### Required actions
1. According to the text on the mmap() hook:
(a) Who discovered the security concern relating to unwinding of error state?
(b) What is the name of the new f_op hook?
(c) Which fields of struct vma_proto are listed as write-only?
2. Duplicate the stretch of the mmap() hook text from "During the mmap()" through "the underlying VMA.".

### Given text

During the mmap() of a file-backed mapping, we invoke the underlying
driver's f_op->mmap() callback in order to perform driver/file system
initialisation of the underlying VMA.

This has been a source of issues in the past, including a significant
security concern relating to unwinding of error state discovered by Jann
Horn, as fixed in commit 5de195060b2e ("mm: resolve faulty mmap_region()
error path behaviour") which performed the recent, significant, rework of
mmap() as a whole.

However, we have had a fly in the ointment remain - drivers have a great
deal of freedom in the .mmap() hook to manipulate VMA state (as well as
page table state).

This can be problematic, as we can no longer reason sensibly about VMA
state once the call is complete (the ability to do - anything - here does
rather interfere with that).

In addition, callers may choose to do odd or unusual things which might
interfere with subsequent steps in the mmap() process, and it may do so and
then raise an error, requiring very careful unwinding of state about which
we can make no assumptions.

Rather than providing such an open-ended interface, this series provides an
alternative, far more restrictive one - we expose a whitelist of fields
which can be adjusted by the driver, along with immutable state upon which
the driver can make such decisions:

struct vma_proto {
	/* Immutable state. */
	struct mm_struct *mm;
	unsigned long start;
	unsigned long end;

	/* Mutable fields. Populated with initial state. */
	pgoff_t pgoff;
	struct file *file;
	vm_flags_t flags;
	pgprot_t page_prot;

	/* Write-only fields. */
	const struct vm_operations_struct *vm_ops;
	void *private_data;
};

The mmap logic then updates the state used to either merge with a VMA or
establish a new VMA based upon this logic.

This is achieved via new f_op hook .vma_proto(), which is, importantly,
invoked very early on in the mmap() process.

If an error arises, we can very simply abort the operation with very little
unwinding of state required.

The existing logic contains another, related, peccadillo - since the
.mmap() callback might do anything, it may also cause a previously
unmergeable VMA to become mergeable with adjacent VMAs.

(Data drawn from a collection)

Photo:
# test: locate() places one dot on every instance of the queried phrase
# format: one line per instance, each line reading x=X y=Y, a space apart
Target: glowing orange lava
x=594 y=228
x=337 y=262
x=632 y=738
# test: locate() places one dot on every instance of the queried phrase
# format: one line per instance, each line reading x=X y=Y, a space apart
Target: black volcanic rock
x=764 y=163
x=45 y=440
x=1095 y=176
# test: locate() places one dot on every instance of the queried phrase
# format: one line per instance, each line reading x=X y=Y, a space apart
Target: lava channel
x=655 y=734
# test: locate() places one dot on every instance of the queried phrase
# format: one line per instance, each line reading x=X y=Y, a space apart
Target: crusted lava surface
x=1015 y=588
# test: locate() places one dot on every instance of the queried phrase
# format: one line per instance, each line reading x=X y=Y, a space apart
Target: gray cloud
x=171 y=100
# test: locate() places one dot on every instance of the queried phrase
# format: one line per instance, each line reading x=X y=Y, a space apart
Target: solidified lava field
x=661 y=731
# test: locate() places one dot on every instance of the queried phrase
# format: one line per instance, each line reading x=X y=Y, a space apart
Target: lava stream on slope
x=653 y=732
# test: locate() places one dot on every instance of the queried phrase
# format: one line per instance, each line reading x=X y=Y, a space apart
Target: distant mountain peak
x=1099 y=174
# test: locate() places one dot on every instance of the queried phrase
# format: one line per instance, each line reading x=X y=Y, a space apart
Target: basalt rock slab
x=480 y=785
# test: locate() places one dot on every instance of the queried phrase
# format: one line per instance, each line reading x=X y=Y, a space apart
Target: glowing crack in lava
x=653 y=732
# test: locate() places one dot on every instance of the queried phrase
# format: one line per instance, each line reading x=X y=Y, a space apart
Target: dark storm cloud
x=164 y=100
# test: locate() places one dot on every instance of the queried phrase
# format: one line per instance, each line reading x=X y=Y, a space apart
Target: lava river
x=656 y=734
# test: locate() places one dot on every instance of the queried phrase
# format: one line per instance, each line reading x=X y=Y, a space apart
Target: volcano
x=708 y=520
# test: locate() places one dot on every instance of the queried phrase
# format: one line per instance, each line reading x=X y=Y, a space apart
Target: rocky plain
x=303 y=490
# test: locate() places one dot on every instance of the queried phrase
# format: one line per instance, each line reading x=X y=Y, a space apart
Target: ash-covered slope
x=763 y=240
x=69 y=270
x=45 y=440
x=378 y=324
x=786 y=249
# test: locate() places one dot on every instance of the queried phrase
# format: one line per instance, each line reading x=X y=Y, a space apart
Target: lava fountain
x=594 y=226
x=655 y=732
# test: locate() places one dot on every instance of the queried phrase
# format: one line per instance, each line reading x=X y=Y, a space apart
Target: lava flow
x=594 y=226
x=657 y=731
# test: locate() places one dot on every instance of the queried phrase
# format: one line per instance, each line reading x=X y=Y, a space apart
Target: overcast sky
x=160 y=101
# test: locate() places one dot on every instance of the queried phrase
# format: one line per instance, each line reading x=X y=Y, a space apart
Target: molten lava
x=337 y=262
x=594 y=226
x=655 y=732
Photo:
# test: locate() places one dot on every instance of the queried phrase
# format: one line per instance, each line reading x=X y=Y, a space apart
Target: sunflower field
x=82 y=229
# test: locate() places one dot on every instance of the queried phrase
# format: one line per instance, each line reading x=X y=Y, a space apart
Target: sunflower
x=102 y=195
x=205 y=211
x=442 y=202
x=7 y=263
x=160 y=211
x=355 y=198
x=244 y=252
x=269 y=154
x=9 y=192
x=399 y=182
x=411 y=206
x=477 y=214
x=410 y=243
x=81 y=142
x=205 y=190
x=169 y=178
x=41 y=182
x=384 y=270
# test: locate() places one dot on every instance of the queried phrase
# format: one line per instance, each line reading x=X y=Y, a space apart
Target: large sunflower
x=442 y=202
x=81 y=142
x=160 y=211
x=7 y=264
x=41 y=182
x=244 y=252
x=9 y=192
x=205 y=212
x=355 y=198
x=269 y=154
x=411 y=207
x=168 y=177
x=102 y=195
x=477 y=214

### Task-by-task answers
1.
(a) Jann Horn
(b) .vma_proto()
(c) vm_ops and private_data

2.
During the mmap() of a file-backed mapping, we invoke the underlying
driver's f_op->mmap() callback in order to perform driver/file system
initialisation of the underlying VMA.